§ **To be done**
Rescale the stretch of the listing from the line containing "# test: mark one point on the leaf" through the end of the listing, both ends included, by giving every line again, requests and all, with each answer coordinate multiplied by 1.3 and rounded to a whole number, halves going up. Give back only those lines.

[Records in a dataset]
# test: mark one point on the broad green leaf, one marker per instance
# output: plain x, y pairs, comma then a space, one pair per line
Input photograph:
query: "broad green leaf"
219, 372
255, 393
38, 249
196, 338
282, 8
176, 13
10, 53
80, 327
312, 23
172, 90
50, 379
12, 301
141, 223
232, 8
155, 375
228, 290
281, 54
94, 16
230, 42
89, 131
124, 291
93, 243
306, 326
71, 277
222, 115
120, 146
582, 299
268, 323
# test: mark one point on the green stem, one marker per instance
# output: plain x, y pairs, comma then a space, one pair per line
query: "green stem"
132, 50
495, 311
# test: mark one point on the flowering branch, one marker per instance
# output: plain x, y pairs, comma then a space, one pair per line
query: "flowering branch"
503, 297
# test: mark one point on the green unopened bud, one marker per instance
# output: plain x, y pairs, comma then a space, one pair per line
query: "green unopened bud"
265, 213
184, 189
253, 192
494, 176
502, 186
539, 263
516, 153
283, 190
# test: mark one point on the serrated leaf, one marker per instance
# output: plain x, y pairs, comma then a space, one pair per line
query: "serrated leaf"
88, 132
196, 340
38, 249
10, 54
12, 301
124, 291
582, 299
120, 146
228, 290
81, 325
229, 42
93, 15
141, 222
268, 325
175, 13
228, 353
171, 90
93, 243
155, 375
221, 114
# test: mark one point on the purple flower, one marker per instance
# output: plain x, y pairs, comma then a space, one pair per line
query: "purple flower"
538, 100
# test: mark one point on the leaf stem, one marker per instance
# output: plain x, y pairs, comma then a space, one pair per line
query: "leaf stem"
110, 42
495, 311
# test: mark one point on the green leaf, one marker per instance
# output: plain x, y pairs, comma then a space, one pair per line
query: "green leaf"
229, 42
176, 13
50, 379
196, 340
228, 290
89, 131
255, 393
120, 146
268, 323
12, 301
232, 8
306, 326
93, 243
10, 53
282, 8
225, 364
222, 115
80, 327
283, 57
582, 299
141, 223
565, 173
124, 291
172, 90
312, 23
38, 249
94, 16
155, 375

§ **The answer**
# test: mark one point on the leaf stem, one marker per instance
# output: plain x, y pairs, comma then a space, one pair per line
query: "leaf stem"
143, 55
644, 404
# test: mark one point on the green leaf, one marker per instance
# output: plain x, y pairs, comma then a space, one pair per line
query: "green leaf"
298, 55
229, 17
65, 493
255, 442
296, 377
116, 170
332, 511
156, 190
348, 420
16, 391
302, 10
398, 424
121, 316
13, 69
367, 10
293, 473
289, 150
104, 425
368, 74
757, 389
183, 290
735, 225
161, 378
224, 117
406, 30
49, 324
122, 21
202, 488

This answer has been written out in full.